## Record excerpts
● ● ● ● ●
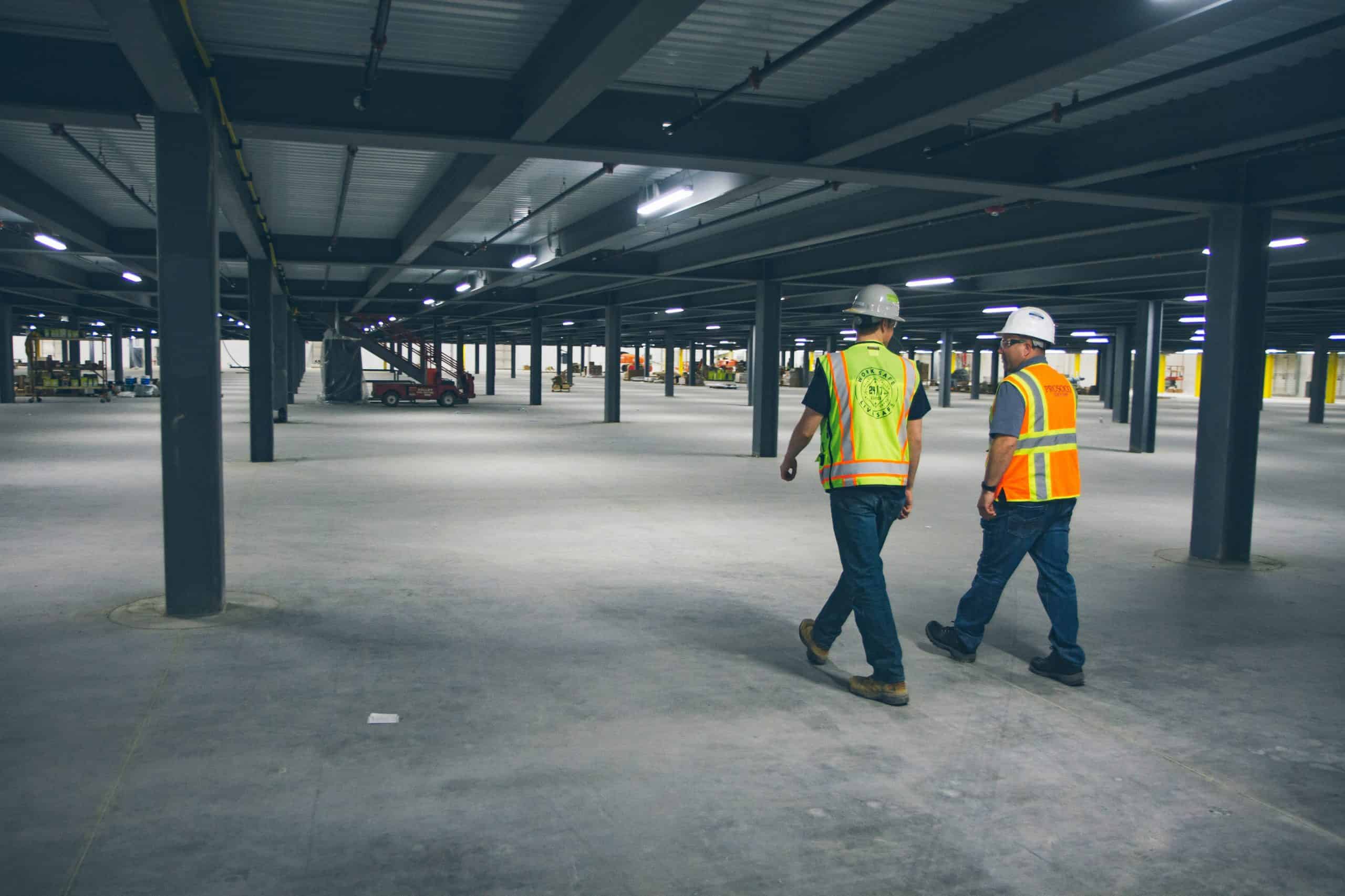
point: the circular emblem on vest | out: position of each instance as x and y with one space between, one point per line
876 392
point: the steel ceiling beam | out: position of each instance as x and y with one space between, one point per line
591 46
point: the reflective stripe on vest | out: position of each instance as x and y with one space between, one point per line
1046 461
864 439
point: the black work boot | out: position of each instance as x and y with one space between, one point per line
946 640
1058 668
817 655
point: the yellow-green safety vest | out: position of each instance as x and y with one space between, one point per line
864 436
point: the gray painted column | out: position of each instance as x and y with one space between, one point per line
945 367
280 354
116 361
190 409
765 408
462 358
534 381
1317 387
7 356
613 363
669 370
490 360
1121 370
1105 368
1144 419
261 425
1231 385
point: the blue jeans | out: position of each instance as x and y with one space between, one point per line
1040 529
861 518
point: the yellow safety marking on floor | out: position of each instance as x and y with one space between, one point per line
111 797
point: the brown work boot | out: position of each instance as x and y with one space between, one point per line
892 693
817 655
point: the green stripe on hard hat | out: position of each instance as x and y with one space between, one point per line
876 300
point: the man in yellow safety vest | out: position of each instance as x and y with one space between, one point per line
1027 501
871 405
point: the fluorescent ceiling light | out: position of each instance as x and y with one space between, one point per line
664 201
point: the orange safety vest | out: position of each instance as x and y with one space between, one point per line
1046 463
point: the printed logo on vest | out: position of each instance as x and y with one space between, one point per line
876 391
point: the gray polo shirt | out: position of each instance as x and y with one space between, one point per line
1009 408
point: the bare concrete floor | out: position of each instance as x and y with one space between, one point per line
589 634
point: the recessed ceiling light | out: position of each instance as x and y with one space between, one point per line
664 201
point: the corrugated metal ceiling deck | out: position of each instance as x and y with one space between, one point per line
301 182
1236 37
536 182
716 45
482 37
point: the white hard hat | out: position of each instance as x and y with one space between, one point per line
1029 322
876 300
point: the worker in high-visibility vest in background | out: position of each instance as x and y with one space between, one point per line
870 403
1027 499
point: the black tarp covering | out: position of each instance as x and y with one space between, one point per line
344 369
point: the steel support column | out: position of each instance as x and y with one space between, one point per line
1149 337
534 380
1231 385
7 356
1105 368
1317 387
118 361
490 360
613 363
1121 370
945 370
190 409
280 354
261 425
765 408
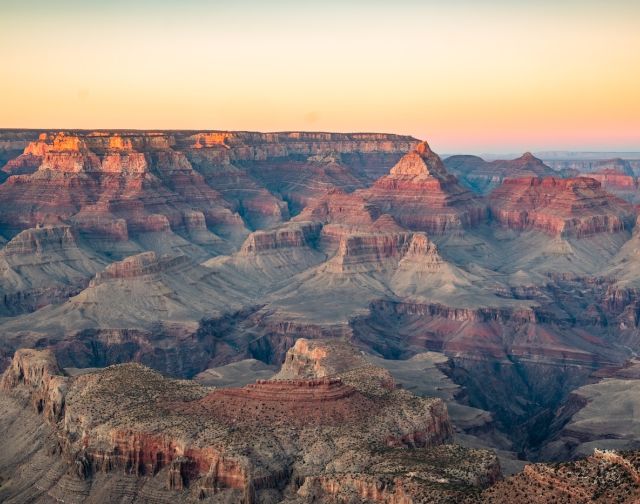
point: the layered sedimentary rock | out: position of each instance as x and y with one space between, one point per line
483 176
109 185
618 180
605 476
577 207
43 266
185 442
422 196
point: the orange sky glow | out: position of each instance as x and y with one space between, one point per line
469 76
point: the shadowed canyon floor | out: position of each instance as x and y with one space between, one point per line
506 293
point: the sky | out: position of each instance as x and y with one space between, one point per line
472 76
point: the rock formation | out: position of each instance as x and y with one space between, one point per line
422 196
325 438
577 207
483 176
● ● ● ● ●
Leave out the pictures and return the listing exactly.

## Answer to the problem
point: the circular emblem on vest | out: position of each instance as x and y with one space between, one point per line
876 392
point: the steel ceiling beam | out: position of each instance as x and y with one space between, one point per line
591 46
point: the reflective stripe on vest | out: position of each instance as x and y with one space between, one point per line
1046 461
864 439
point: the black work boot | out: position of each instance as x and y with one space between, one point per line
946 640
1058 668
817 655
point: the yellow-green safety vest | out: position of each instance as x and y with one space between, one point per line
864 436
point: the gray painted column | out: position of each instance as x and y with one space between, one point per line
945 367
280 354
116 361
190 409
765 408
462 358
534 381
1317 387
7 356
613 363
669 370
490 360
1121 370
1105 368
1144 419
261 425
1231 385
point: the blue jeans | out: position of each instance as x and y with one space between, one point per line
1040 529
861 518
point: the yellow safety marking on floor | out: position of each instance as x and y with one space between, one point per line
111 797
point: the brown work boot | out: position of each instance as x and y with one space between, one point per line
892 693
817 655
point: the green stripe on hard hat | out: position of each instance as x and y with one space between, one point per line
876 300
point: the man in yellow safety vest | out: position of each instance as x and y with one space between, one point per line
1027 501
871 405
point: the fluorescent ceiling light | out: position of each instance as x and y with one space between, one point per line
664 201
point: the orange safety vest | out: position of each instance as x and y with one space between, one point per line
1046 463
point: the printed logo on vest | out: position of each instance as x and y with one space between, one point per line
876 391
point: the gray polo shirt | out: position of each instance as x and y with one space between, one point per line
1009 408
point: the bare concrete floor | out: position of each instance as x and y with one space between, one point per line
589 634
point: the recessed ceiling light | out: position of each instance as x and y with one space between, one point per line
664 201
point: the corrugated metal ceiling deck | out: position of each instance as x and y with one space between, one point per line
301 182
1236 37
536 182
716 45
482 37
point: the white hard hat | out: position of each instance as x and y with one space between, one point per line
1029 322
876 300
point: the worker in high-visibility vest in background | out: position of each instance as x and y with one space between, one point per line
870 403
1027 499
point: the black tarp covering | out: position of each instance as x and y with one space between, one point per line
344 369
point: the steel support column | out: position of each instance as x and y with one space between, one point per line
1149 337
534 380
1231 385
7 356
1105 368
1317 387
118 361
490 360
613 363
1121 370
945 370
190 409
280 354
261 425
765 408
point: the layered sedimentary rock | out: position of each instance as x and y with one space between, one point per line
483 176
109 185
618 180
605 476
577 207
43 266
185 442
422 196
point: the orange sky glow | out: position of each instance as x and y with one space between, one point per line
469 76
point: the shadowed canyon floor | out: position of each instance as x and y with one space between, one point per line
506 293
point: the sky | out: position of each instance as x and y with one space between, one point per line
472 76
point: the rock formation | out: position of each instance as x and y with one space between, one point per line
422 196
325 438
577 207
483 176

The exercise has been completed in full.